● STATED EXERCISE
Omit all pictures. Quote only the lines from the one with "Could you please locate the stainless steel sink" through the end of the material below.

● EXERCISE MATERIALS
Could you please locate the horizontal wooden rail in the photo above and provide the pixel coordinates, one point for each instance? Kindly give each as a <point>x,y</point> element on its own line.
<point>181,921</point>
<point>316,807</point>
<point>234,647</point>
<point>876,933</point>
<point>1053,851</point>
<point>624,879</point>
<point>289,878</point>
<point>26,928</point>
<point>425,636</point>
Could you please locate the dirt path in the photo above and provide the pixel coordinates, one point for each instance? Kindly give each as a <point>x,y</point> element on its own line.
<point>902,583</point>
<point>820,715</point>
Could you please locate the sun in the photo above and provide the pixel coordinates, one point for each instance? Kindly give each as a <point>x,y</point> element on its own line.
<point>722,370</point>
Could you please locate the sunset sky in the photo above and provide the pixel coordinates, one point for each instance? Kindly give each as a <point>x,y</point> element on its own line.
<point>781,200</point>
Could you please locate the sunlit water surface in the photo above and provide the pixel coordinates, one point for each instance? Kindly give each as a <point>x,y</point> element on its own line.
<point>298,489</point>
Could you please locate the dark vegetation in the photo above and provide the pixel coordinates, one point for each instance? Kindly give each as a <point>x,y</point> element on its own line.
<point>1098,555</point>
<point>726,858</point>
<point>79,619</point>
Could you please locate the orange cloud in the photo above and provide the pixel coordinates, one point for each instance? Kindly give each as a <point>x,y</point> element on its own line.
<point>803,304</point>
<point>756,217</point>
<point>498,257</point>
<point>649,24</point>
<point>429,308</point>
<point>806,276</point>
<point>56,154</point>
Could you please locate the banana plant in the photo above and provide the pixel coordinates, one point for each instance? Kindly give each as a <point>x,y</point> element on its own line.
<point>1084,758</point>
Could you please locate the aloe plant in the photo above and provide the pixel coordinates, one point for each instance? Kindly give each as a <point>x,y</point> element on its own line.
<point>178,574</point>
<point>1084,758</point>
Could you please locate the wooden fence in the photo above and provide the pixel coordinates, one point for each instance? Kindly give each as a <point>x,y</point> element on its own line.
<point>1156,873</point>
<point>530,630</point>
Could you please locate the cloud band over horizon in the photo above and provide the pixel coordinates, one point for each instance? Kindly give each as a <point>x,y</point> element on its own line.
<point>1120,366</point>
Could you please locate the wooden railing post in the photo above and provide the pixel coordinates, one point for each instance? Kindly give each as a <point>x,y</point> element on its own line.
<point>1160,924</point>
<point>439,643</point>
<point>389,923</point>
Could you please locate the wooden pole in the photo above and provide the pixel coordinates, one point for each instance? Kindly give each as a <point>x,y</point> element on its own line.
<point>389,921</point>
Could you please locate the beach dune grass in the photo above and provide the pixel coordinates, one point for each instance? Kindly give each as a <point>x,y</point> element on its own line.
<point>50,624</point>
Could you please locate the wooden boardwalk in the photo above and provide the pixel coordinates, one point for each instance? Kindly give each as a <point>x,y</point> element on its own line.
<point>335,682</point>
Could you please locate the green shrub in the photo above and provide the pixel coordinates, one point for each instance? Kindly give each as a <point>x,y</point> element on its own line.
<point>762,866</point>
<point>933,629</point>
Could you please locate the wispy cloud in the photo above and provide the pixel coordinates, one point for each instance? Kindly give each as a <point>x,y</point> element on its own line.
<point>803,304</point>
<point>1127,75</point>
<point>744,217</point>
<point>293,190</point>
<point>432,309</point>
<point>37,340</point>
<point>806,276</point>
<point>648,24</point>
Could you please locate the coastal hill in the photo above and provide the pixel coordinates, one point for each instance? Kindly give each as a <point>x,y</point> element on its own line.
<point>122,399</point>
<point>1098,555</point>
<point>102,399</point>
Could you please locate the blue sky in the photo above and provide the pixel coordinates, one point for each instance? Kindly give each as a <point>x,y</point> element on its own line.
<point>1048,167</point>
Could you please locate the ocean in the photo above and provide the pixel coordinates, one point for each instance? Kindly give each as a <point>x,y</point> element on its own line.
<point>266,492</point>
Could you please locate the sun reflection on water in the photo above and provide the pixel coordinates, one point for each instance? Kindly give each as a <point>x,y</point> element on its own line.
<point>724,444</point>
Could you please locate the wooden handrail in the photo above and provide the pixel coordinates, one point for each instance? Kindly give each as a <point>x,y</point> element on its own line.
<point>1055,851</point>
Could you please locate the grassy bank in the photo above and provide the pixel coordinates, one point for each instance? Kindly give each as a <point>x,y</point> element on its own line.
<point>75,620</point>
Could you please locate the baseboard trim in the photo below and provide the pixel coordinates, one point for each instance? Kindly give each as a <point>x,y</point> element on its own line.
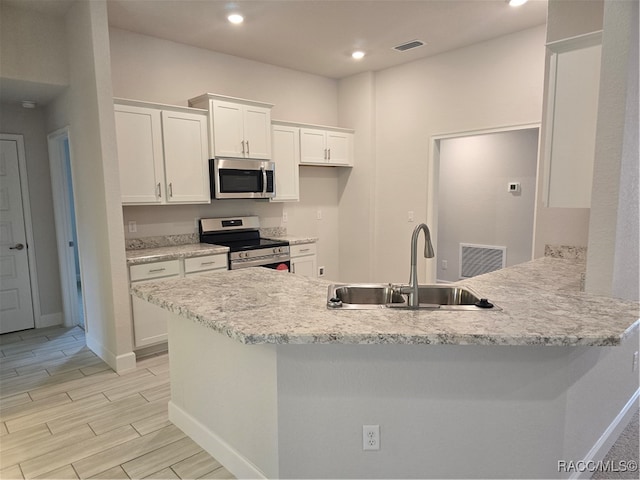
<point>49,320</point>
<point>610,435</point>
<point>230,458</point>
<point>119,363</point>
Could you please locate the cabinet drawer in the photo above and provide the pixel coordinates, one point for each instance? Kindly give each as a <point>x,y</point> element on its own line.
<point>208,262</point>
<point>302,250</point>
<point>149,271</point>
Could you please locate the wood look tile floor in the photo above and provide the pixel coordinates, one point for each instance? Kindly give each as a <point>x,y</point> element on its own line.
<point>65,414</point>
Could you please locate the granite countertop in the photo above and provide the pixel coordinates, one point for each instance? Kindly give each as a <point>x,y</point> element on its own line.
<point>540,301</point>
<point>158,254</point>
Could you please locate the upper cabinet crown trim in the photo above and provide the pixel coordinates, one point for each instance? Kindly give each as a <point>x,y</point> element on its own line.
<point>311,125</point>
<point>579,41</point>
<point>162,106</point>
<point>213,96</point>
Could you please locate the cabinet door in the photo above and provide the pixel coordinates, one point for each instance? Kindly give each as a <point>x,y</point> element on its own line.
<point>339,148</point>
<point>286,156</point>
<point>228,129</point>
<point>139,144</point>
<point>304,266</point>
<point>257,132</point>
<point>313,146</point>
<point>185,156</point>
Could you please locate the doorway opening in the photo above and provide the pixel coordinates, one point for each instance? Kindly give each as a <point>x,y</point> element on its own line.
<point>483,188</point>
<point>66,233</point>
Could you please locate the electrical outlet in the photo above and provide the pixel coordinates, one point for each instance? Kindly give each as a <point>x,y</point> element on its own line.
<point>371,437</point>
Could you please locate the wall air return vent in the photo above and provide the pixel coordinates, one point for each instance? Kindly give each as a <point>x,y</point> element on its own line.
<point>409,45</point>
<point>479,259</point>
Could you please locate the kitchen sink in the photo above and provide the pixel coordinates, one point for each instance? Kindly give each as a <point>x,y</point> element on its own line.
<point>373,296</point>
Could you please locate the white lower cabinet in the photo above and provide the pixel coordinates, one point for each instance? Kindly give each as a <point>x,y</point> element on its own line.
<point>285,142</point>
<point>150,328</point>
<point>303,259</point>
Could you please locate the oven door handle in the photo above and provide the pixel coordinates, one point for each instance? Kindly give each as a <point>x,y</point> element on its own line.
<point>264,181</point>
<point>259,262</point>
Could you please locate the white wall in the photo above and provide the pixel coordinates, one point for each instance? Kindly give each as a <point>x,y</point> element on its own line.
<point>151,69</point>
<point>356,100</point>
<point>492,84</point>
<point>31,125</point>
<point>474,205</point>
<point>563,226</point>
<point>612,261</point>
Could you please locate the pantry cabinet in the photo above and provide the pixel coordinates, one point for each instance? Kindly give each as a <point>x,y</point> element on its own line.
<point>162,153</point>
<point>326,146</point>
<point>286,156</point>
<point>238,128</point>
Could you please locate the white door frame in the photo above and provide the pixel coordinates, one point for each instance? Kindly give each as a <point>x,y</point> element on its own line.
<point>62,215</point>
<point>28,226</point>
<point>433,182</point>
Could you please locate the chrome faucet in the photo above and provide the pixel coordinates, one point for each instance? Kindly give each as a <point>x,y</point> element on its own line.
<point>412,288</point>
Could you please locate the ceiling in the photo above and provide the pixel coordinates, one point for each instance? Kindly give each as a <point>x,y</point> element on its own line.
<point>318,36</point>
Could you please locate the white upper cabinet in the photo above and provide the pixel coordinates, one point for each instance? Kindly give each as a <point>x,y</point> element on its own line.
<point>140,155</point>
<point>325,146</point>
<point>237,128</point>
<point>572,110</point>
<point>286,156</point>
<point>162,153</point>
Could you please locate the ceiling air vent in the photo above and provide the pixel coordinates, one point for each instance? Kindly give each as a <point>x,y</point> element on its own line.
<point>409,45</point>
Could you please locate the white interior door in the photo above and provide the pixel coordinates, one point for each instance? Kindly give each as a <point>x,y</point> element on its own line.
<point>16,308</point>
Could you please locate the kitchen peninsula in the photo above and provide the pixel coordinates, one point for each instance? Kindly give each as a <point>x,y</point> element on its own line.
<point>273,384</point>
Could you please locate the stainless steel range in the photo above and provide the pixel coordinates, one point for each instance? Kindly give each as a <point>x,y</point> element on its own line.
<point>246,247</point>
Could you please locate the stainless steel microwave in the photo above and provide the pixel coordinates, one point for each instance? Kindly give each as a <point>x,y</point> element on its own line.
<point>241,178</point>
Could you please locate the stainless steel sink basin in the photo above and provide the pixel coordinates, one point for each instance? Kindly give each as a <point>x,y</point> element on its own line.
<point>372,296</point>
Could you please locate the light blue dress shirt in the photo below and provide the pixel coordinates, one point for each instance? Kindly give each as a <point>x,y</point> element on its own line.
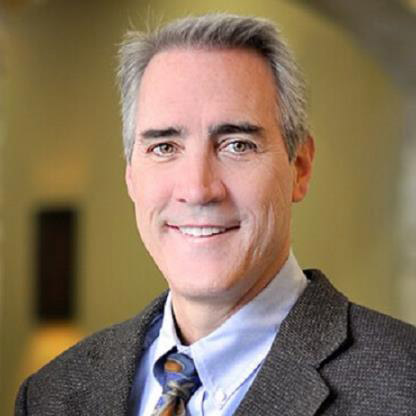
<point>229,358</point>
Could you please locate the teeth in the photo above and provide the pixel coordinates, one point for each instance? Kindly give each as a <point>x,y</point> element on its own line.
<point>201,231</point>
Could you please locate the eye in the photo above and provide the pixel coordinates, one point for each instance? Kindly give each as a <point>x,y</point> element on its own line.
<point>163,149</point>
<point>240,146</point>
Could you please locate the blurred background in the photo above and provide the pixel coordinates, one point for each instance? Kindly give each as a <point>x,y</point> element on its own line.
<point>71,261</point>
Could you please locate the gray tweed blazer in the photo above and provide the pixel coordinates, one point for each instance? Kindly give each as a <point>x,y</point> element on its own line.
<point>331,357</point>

● TASK OUTPUT
Could you please locate the stainless steel sink basin in the photo above and provide the pixel coordinates, one point for each instance? Kindly give each as a <point>x,y</point> element on its own line.
<point>372,296</point>
Could you please locate the light blue dress shirt in the photo below and provide the pixel coordinates, one point for each instance? Kindly give each as a <point>x,y</point> element on its own line.
<point>229,358</point>
Could you please locate the teeth in the photo above and provide the pixel coordinates, one point for each instance? Kindly give each as a <point>x,y</point> element on its own line.
<point>201,231</point>
Could you please locate the eye in the photo above and provide the pixel coordinates, one point for each instance? Kindly give each as a <point>x,y</point> element on its own line.
<point>163,149</point>
<point>240,146</point>
Could you please locate the blurred background in the photo above and provide the pixel coordinates, one point for each instance? Kindly give each as a <point>x,y</point> element on its own line.
<point>71,261</point>
Could you please locate the gray tweed blazer in the photo above and provide the pixel coordinates, one point for each instance? Kindly give each as a <point>x,y</point> element on its own line.
<point>331,357</point>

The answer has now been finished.